• [Exercise objective]:
Look through the listing below and give the number of lines that hold "query". Say nothing more.

Records provided below:

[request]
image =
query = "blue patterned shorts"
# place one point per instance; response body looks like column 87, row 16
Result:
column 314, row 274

End of Records provided.
Records provided below:

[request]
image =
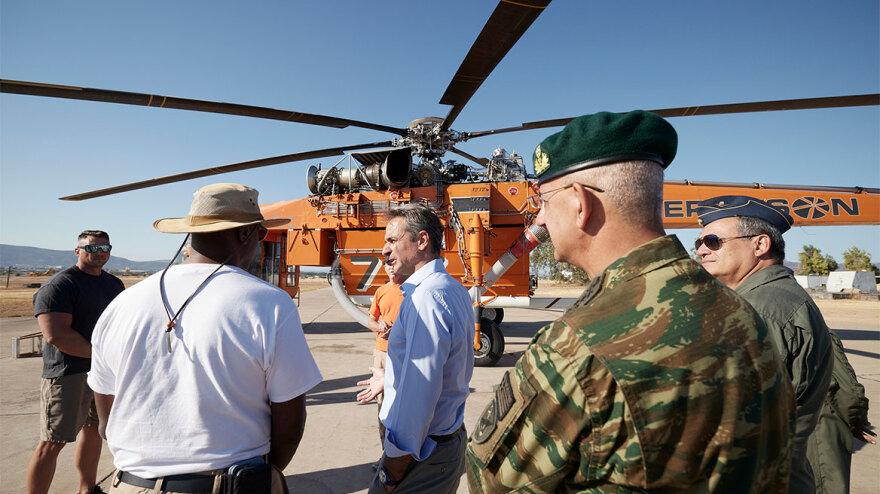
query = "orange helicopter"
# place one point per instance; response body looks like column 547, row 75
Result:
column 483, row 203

End of Records provided.

• [Task result]:
2